Work to complete
Reproduce the data exactly; no word may be added or dropped.

Source records:

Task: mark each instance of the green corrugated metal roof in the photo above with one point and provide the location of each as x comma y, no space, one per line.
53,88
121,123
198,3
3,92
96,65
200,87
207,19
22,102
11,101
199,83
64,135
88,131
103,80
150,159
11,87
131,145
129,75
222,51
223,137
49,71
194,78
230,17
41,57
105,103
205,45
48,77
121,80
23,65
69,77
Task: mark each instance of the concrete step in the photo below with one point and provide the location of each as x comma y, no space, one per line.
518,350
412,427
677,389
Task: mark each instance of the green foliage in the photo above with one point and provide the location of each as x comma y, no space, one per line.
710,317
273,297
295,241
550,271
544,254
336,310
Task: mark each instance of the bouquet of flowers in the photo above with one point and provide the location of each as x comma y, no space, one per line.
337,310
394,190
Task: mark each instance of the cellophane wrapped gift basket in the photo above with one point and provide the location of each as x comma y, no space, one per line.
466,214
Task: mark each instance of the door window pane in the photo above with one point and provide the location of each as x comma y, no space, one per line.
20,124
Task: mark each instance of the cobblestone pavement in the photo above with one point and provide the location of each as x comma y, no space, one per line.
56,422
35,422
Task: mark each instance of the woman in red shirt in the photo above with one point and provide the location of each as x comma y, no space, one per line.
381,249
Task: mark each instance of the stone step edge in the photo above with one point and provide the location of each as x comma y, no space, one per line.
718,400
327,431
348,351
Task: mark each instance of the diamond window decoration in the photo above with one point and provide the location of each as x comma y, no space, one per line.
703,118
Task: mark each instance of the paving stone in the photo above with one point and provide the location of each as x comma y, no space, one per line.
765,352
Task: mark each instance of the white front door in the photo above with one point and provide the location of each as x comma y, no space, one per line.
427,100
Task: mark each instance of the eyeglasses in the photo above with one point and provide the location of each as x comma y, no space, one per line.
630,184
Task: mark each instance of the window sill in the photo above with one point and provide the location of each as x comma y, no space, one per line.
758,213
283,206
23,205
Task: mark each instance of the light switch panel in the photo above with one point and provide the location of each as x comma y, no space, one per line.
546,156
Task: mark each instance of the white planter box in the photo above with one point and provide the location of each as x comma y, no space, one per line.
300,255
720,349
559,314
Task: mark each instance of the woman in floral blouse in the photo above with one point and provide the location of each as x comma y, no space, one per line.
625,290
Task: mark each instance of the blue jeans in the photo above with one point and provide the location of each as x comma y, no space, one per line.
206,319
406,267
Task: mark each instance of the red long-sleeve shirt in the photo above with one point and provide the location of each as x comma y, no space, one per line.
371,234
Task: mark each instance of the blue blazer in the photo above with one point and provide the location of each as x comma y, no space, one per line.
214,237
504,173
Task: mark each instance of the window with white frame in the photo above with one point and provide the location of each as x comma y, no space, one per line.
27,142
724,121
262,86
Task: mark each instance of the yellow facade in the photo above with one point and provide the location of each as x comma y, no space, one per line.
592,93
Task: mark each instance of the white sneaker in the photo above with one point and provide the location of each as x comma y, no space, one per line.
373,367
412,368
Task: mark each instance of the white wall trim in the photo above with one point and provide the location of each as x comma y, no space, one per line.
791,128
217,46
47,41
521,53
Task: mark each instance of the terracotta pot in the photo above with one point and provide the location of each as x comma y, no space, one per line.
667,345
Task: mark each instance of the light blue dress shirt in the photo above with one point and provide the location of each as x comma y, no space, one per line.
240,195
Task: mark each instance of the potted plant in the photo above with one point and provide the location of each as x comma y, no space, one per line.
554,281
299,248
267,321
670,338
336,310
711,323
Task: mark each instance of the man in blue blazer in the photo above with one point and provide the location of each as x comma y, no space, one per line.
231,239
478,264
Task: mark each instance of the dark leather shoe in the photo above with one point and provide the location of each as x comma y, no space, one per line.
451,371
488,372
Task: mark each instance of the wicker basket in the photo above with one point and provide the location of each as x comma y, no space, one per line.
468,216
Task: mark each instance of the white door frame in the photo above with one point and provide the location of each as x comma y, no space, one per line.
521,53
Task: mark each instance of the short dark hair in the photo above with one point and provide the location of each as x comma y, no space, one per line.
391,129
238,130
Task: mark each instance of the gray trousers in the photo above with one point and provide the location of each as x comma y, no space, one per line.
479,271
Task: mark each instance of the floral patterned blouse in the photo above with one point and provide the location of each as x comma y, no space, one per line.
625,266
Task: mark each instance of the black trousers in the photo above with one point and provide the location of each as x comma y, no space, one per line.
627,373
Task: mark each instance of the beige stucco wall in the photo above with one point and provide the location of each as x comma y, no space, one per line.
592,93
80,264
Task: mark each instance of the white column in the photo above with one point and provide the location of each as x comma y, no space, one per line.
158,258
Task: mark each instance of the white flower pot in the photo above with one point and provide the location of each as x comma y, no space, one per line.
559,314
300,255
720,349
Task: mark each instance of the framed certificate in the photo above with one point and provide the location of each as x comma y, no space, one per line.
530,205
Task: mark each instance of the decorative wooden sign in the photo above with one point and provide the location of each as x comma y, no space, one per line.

Written response
Task: mark each instance of the green corrugated metal roof in the photo above with one point and provide the location of each as x comma y, no space, one per line.
53,88
121,123
198,3
3,92
96,65
200,87
207,19
22,102
11,101
199,83
64,135
88,131
103,80
150,159
11,87
131,145
129,75
222,51
223,137
49,71
194,78
230,17
41,57
105,103
205,45
48,77
121,80
23,65
69,77
Task: mark each instance of the concrete step in the photo below with one point and provide the location of each as x comma y, no space, one per line.
518,350
412,427
677,389
Task: mark each instance of the green foliage in the photo above with one point and provide the location of each as x comma y, no space, one per line.
710,317
273,297
295,241
550,271
544,254
336,310
Task: mark each instance of the bouquet of flowers in the photo above with one point and provide the location of each as x comma y, no space, one per line.
337,310
394,190
Task: mark each instance of the cellophane wrapped gift basket in the photo above with one point and provide the location of each as x comma y, no space, one per line.
466,214
Task: mark each instance of the door window pane in the photo above with one point and provide the location of each as x comma y, no space, one per line.
20,124
Task: mark each instance of the cobblestone pavement in the photo above with one point and provide the location of each as x comma y, no space, one per line.
56,422
35,422
Task: mark each instance of the woman in red shirt in the photo above with one point and provide the location of each as x comma y, no space, one per line.
381,249
Task: mark each instance of the stone step edge in the photo above with one point and provide the location of each as x comma y, no space, one per line.
718,400
327,431
348,351
Task: mark each instance of the diamond window decoration in the photo above with one point and provide the location of each as x comma y, no space, one per line.
703,118
Task: mark each instance of the paving stone in the photo above with one point and provide the location of each as x comma y, no space, one per line.
765,352
Task: mark each instance of the white front door in the photo above with one point and provide the location of each as x comma y, no space, one per line.
427,100
Task: mark each instance of the eyeglasses in the photo above with one point and provide the location of each as x comma y, no space, one per line.
630,184
Task: mark each instance of the window sill in the photo above with one point and provide the location of each as x comma y, no space, one per line.
758,213
283,206
23,205
Task: mark each instance of the light switch panel in the photo above with one point and provide the location of each as x comma y, no space, one per line.
546,156
Task: mark each instance of the white planter box in the photo above with one point and provide the location of each as x comma y, no space, one per line.
300,255
720,349
559,314
Task: mark each instance of the woman in floral blouse in the photo above with one point and provide the location of each as x comma y, no space, one per line.
625,290
Task: mark each instance of the blue jeans in the photo above with one point and provide the location of each as x comma y, no space, one per line.
206,319
406,267
Task: mark each instance of the red long-sleeve shirt in the photo above with one point and provide the location of each as x comma y, no space, one per line.
371,234
Task: mark each instance of the blue blazer in the photo above with one point and provide the location of each as x comma y, no space, one per line.
214,237
504,173
Task: mark each instance of the window with white frame in the photo above with one point and provide the location of each as x comma y, no space, one per line.
27,142
724,121
262,86
Task: mark each instance of the yellow facade in the photo above with one point and provide the location of each as x comma y, no space, one per line.
592,93
Task: mark each instance of the white sneaker in the photo above with one point and provide the location of each as x comma y, no space, one per line.
373,367
412,368
Task: mark each instance of the white wall trim in the photo above with one point and provide the location of each as x comma y, no space, one per line.
791,128
217,46
47,41
521,53
Task: mark each instance of the terracotta pot in the photo above with one point and provide the location of each as x comma y, no space, one per line.
667,345
Task: mark each instance of the light blue dress shirt in the photo above with one point and provide the location of each as x comma y, no space, one per line.
240,195
Task: mark each instance of the potted plant in the photo above with one point and provide the location of each as x comma y, no space, one per line.
554,281
299,248
267,321
670,338
336,310
711,323
Task: mark each instance of the man in blue blazer in the photo above with one point and provide the location of each as x comma y, no space, one per line.
231,239
478,264
Task: mark each instance of the dark leather shoe in the photo above with one point and provide the location of each as x comma y, no space, one per line.
451,371
488,372
Task: mark each instance of the wicker basket in the photo above with one point and provide the location of each as x comma y, no space, one per line.
468,216
Task: mark each instance of the white door frame in the photo above with one point and provide the location of each as x comma y, no space, one per line.
521,53
Task: mark each instance of the short dark hair in the photo above with one point and provide the location of each as x comma y, no space, one per line.
391,129
238,130
Task: mark each instance of the gray trousers in the photo above with one point and provide the location of each as x comma y, no space, one per line.
479,271
Task: mark each instance of the floral patterned blouse in the photo above with one point and provide the location of each as x comma y, no space, one per line.
625,266
Task: mark each instance of the black trousers in the photo above with one point and provide the location of each as x comma y, no space, one per line.
627,373
Task: mark each instance of the beige stucco wall in the photo above with one point and provide the location of each as x comma y, no space, one per line.
592,93
80,264
Task: mark each instance of the white column in the photo above with one point and provide the location of each as x comma y, no space, one per line.
158,258
Task: mark each instance of the white flower pot in the photo above with one point and provide the location of each as x comma y, no space, one per line.
559,314
300,255
720,349
Task: mark each instance of the framed certificate in the photo above with one point and provide the location of each as x comma y, no space, one per line.
530,205
Task: mark each instance of the decorative wooden sign in the photo above with one point and provide the location of each as x comma y, no space, one per line.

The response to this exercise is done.